## The exercise
Write out all of the records precisely. Skip anything that is a picture.
>> begin
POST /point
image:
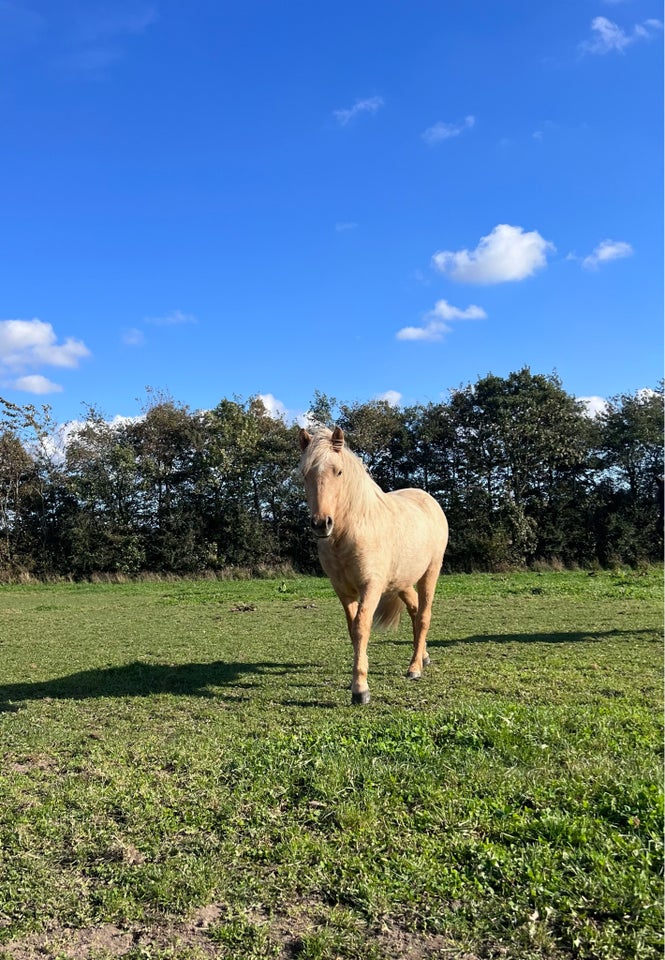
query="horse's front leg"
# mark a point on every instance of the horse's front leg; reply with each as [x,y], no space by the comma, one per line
[359,618]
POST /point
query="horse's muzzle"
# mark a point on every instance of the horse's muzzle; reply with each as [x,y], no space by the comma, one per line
[322,527]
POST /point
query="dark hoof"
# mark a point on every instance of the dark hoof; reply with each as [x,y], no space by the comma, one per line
[360,698]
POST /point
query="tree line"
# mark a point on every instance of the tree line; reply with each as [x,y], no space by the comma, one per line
[523,472]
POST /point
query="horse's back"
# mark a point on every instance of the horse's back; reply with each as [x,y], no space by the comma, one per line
[423,503]
[421,526]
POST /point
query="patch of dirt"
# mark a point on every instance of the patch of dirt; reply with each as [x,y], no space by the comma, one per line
[287,932]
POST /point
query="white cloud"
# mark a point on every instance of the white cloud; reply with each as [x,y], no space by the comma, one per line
[391,397]
[607,250]
[437,322]
[133,337]
[507,253]
[445,131]
[31,344]
[36,383]
[593,406]
[370,105]
[175,318]
[608,36]
[274,407]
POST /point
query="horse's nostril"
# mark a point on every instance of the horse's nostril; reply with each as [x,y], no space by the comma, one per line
[322,526]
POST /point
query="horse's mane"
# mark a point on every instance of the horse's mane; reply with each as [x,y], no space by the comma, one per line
[360,491]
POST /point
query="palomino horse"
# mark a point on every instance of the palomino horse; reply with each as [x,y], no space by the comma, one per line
[374,546]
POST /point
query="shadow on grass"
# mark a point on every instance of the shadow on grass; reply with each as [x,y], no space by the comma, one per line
[140,679]
[582,636]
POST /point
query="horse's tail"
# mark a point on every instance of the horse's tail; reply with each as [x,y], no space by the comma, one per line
[389,611]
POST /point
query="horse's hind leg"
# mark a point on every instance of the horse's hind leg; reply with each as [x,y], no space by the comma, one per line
[421,621]
[410,598]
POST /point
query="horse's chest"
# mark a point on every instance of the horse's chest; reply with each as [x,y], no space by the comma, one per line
[347,564]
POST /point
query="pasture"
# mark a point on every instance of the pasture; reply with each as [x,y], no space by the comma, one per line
[183,776]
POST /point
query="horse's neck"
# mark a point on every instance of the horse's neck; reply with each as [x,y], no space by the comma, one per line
[363,498]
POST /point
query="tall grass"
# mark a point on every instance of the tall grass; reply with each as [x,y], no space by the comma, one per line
[182,769]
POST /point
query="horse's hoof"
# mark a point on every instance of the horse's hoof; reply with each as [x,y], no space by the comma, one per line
[360,698]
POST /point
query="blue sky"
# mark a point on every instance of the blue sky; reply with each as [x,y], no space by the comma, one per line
[385,198]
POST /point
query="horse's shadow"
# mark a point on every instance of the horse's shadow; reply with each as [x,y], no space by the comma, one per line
[140,679]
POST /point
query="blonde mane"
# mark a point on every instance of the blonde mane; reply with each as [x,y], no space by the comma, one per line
[360,492]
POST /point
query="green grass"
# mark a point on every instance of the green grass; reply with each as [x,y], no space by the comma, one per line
[182,772]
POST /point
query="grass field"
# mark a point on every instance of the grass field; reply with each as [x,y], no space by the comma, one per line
[183,775]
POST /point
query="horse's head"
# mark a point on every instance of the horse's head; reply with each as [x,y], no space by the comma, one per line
[321,466]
>> end
## Answer
POST /point
image:
query="horse's front leg"
# mark a point on every instance of the horse's front leg; reply with each as [x,y], no space by the comma, one per line
[359,618]
POST /point
query="horse's muzzle"
# mark a point on every instance of the horse's muzzle; reply with each as [x,y], no space by the comma, one per line
[322,527]
POST /point
query="dark hoof"
# mark a point on every instance of the dark hoof; reply with each as [x,y], no space by the comma, one per line
[360,698]
POST /point
query="tree line"
# mark a point on every instance of the tree line; reply with each as [x,y], no space by the comma, one per line
[523,472]
POST /point
query="horse's back"
# mark a point on every instance of the horse's back; reply with each as [x,y], no space by the comma, one per line
[423,503]
[421,526]
POST /point
query="patch of dirt"
# mark a point on every instance of the patch of dirt; reply with each as [x,y], no space by the comma, one per line
[287,932]
POST /point
query="white cloud"
# mark a point on every instance of the white cloud; reply with each as [x,y], no space by the comma, one per line
[391,397]
[607,250]
[437,322]
[133,337]
[507,253]
[445,131]
[31,344]
[36,383]
[593,406]
[370,105]
[175,318]
[608,36]
[274,407]
POST /point
query="horse's nostril"
# mark a point on every instance of the horse's nostril; reply with each as [x,y], no space by the comma, one per line
[322,526]
POST /point
query="horse's mane"
# mark a point on every instance of the horse's mane; reply with each as [x,y], no space by the comma, one per line
[360,491]
POST /point
query="palomino horse"
# mark a point on every instance of the palomino horse; reply with each as [x,y], no space by the comma, one per line
[374,546]
POST /point
query="shadow on grass"
# mark a point on every instance of the shadow on grass; reply with each as [x,y], no space by the comma, one per line
[140,679]
[582,636]
POST /point
query="horse's tail"
# mark a point on every instance of the horse's tail; reply with each as [x,y], no space by the comma, one per line
[389,611]
POST /point
query="horse's hind leg"
# mark a point on every instance of the horse's hind leg; reply with each as [x,y], no space by the comma, one per line
[421,621]
[410,598]
POST /point
query="horse's chest"
# mark a point on every instance of the horse's chest; reply with each as [x,y], no space by the comma, one per line
[347,564]
POST /point
query="pasture"
# mark a point on every instance of the pasture; reply with each as [x,y], no space by the comma, one per line
[183,776]
POST /point
query="horse's neck"
# mark a point on every instance of the horse's neck; reply with each as [x,y], no space by the comma, one per line
[363,498]
POST /point
query="tall grass"
# mark a point on every instance of the tall grass; reply with each as [x,y], no space by the comma, one per line
[182,769]
POST /point
query="horse's hoof"
# mark a point on every instance of the horse's hoof; reply with each as [x,y], no space by the comma, one per line
[360,698]
POST /point
query="blue sky"
# mark a point on every instance of the blue sky; reply with each as [x,y], no space by the comma, one per line
[385,198]
POST /point
query="horse's shadow"
# mark a point on every instance of the horse's shadow; reply with each as [x,y], no space by the comma, one per line
[140,679]
POST /point
query="blonde mane"
# mark a point on every instance of the blonde mane; reply with each as [x,y], no space by the comma, one per line
[360,492]
POST /point
query="green grass"
# mark a point on every instance of the green grass; reply with each as [x,y], no space by the comma, one per line
[182,772]
POST /point
query="grass field"
# mark a point on every instance of the grass field; reply with each as [x,y], no space by the comma, one per line
[183,775]
POST /point
query="horse's head"
# mark a point on every instance of the horse's head; reply with each as [x,y], no space by the comma, one per line
[321,466]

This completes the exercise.